* Start Supplied data *

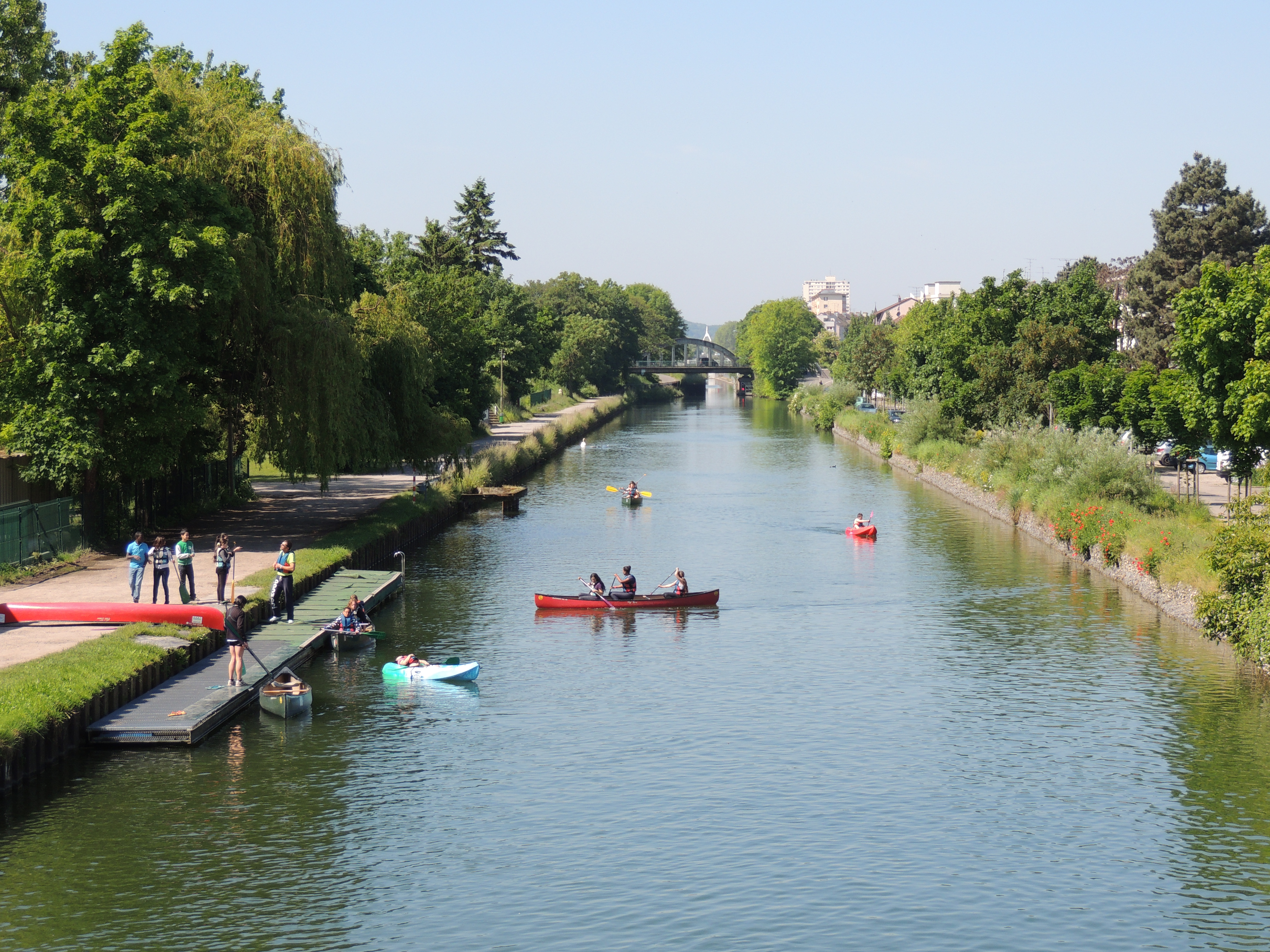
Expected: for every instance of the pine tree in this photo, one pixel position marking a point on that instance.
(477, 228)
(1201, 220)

* End Supplied data *
* Start Supplied data *

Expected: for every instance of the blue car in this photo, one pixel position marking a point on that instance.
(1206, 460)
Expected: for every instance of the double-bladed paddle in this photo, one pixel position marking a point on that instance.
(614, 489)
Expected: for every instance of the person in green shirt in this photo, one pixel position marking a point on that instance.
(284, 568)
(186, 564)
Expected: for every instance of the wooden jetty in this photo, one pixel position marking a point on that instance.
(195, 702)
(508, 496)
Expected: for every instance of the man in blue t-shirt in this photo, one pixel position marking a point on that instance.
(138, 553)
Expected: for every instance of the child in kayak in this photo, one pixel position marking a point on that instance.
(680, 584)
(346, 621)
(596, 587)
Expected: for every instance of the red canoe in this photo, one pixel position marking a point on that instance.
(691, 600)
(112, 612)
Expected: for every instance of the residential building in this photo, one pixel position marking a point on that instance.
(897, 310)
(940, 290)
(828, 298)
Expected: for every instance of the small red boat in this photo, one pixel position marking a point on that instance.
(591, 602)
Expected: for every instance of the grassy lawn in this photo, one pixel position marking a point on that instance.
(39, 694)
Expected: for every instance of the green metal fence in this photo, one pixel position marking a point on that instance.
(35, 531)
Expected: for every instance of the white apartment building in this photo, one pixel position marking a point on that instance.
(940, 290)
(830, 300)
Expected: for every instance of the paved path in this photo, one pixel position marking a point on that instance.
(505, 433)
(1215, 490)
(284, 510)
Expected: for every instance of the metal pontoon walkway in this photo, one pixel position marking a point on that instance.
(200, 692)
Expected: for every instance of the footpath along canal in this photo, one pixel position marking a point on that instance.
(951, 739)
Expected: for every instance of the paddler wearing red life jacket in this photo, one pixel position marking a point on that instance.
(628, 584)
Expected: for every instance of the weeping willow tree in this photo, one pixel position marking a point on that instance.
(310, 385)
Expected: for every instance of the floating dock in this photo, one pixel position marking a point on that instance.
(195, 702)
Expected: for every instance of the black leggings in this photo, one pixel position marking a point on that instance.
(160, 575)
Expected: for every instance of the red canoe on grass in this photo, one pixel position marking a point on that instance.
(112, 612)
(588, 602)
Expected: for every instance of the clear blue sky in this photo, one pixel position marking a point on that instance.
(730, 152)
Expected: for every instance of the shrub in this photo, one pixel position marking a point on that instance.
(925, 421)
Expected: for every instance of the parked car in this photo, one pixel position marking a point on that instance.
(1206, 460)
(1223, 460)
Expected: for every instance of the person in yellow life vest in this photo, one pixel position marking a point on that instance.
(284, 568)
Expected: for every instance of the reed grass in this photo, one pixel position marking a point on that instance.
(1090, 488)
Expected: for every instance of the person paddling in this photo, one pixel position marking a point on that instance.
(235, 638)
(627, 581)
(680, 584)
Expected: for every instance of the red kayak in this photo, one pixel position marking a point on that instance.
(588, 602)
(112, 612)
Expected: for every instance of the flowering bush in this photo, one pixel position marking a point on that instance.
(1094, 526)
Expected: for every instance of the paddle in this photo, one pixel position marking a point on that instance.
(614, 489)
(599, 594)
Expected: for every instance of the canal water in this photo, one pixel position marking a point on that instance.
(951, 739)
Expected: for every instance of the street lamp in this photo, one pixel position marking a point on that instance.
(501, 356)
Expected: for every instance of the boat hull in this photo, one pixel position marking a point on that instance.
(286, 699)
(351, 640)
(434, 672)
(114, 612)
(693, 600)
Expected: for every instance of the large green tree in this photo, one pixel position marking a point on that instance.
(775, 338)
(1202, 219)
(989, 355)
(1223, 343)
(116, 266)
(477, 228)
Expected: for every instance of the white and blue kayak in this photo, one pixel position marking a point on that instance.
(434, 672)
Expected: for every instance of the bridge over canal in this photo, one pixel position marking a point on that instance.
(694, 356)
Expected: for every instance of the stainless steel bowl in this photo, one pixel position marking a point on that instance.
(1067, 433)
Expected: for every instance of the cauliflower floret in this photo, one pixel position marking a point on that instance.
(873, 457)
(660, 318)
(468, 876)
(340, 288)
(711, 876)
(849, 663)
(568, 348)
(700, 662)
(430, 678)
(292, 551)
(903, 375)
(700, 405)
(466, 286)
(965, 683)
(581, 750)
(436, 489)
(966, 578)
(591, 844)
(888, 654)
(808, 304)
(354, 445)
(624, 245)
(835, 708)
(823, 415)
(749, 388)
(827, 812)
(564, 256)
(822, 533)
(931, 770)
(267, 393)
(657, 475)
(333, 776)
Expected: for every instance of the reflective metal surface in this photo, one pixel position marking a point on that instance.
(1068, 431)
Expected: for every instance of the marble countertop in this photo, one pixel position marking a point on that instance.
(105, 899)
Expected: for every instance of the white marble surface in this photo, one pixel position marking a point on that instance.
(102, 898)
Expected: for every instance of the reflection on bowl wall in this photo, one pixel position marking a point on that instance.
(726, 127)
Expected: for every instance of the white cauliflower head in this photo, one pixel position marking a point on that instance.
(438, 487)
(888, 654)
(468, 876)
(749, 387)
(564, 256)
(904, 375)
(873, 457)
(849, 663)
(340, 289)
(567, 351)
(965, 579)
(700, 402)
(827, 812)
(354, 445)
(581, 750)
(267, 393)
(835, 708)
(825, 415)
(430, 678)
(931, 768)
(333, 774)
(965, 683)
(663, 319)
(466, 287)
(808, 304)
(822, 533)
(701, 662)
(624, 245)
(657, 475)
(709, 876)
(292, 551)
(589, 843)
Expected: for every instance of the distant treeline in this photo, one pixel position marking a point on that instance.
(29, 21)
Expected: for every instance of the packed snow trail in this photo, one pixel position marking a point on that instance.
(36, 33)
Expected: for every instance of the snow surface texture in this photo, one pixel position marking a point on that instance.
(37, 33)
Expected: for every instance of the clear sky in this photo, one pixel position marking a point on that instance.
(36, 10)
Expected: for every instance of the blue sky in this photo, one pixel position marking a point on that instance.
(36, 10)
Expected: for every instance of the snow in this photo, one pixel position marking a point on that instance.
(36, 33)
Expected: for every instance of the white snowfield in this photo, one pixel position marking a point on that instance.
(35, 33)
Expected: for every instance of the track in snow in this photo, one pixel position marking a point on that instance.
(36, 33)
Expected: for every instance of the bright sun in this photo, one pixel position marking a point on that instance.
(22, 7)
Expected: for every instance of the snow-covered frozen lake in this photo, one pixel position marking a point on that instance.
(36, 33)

* End Supplied data *

Select every line in the data above that contains the word "building", and copy each one. Matching is case-sensitive.

- [The completed task]:
Expected: for every instance of the residential building in this photo, one pixel position marking a point on that instance.
Expected: for every instance of the white apartment building in this photo, one pixel position marking a point on that instance.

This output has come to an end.